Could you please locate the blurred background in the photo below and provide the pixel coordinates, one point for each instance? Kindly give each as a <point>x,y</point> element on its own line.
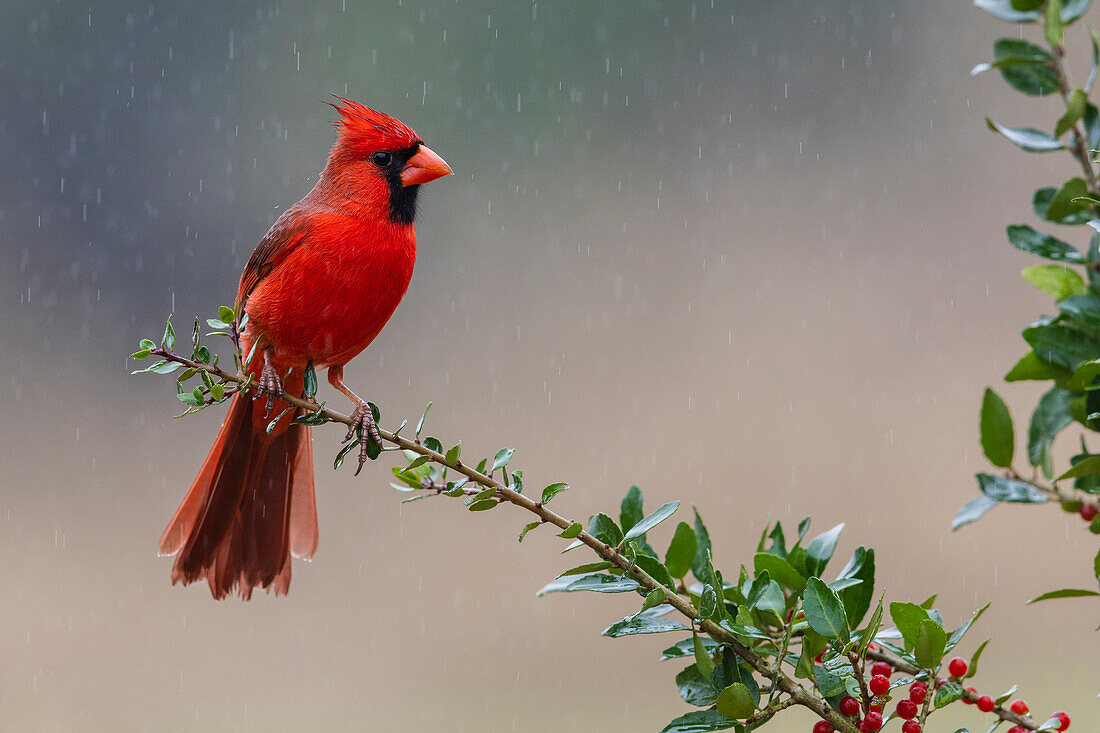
<point>748,255</point>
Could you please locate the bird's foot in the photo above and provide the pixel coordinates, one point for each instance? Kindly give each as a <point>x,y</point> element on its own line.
<point>270,383</point>
<point>362,423</point>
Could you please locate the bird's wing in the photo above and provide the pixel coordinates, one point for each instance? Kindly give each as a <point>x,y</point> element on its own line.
<point>285,234</point>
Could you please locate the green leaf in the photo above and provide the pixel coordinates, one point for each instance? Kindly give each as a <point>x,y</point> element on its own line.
<point>597,582</point>
<point>857,599</point>
<point>930,644</point>
<point>683,647</point>
<point>997,435</point>
<point>1053,25</point>
<point>736,701</point>
<point>1082,308</point>
<point>653,599</point>
<point>695,688</point>
<point>649,522</point>
<point>704,665</point>
<point>528,527</point>
<point>169,336</point>
<point>1089,466</point>
<point>824,610</point>
<point>1065,592</point>
<point>1010,490</point>
<point>1078,212</point>
<point>681,553</point>
<point>552,491</point>
<point>1027,139</point>
<point>872,627</point>
<point>604,528</point>
<point>645,622</point>
<point>908,617</point>
<point>1031,367</point>
<point>779,569</point>
<point>424,416</point>
<point>702,546</point>
<point>757,590</point>
<point>1060,345</point>
<point>1024,238</point>
<point>502,458</point>
<point>630,512</point>
<point>1051,416</point>
<point>571,531</point>
<point>1001,699</point>
<point>655,568</point>
<point>1004,10</point>
<point>947,693</point>
<point>1056,281</point>
<point>1076,105</point>
<point>821,548</point>
<point>700,721</point>
<point>972,511</point>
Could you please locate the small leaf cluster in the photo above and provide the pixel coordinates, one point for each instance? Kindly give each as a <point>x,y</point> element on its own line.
<point>780,613</point>
<point>208,390</point>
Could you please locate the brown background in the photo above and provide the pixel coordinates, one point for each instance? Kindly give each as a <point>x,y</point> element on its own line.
<point>747,255</point>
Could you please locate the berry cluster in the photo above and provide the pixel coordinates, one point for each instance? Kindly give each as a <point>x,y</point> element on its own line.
<point>1088,512</point>
<point>957,668</point>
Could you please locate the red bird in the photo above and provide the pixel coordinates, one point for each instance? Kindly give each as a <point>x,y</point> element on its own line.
<point>319,287</point>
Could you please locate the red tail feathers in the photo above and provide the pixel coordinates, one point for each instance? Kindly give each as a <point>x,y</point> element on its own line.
<point>251,506</point>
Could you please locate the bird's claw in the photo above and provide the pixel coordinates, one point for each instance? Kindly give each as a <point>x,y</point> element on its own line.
<point>268,383</point>
<point>362,423</point>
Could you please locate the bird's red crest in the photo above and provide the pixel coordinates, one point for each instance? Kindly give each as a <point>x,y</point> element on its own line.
<point>362,126</point>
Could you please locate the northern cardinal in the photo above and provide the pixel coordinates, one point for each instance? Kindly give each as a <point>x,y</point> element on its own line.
<point>319,287</point>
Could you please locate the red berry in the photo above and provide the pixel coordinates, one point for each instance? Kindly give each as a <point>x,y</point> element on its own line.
<point>849,707</point>
<point>957,666</point>
<point>879,685</point>
<point>906,710</point>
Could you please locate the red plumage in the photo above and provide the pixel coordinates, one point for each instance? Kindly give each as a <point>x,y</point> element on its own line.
<point>319,287</point>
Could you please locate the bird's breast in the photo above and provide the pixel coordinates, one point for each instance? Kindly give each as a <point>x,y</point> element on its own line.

GIVEN REQUEST:
Return the lines above that start at the line containing "Could you please locate the green" and end at the line containing "<point>704,665</point>", including both, with every character unchanged.

RESPONSE TO THIS EXERCISE:
Could you please locate the green leaf in the photo above and provide the pixel coordinates, one point for each instance? Kindly give each as a <point>x,y</point> element on its own line.
<point>597,582</point>
<point>857,599</point>
<point>930,644</point>
<point>683,647</point>
<point>997,435</point>
<point>1053,25</point>
<point>736,701</point>
<point>1082,308</point>
<point>653,599</point>
<point>695,688</point>
<point>649,522</point>
<point>704,665</point>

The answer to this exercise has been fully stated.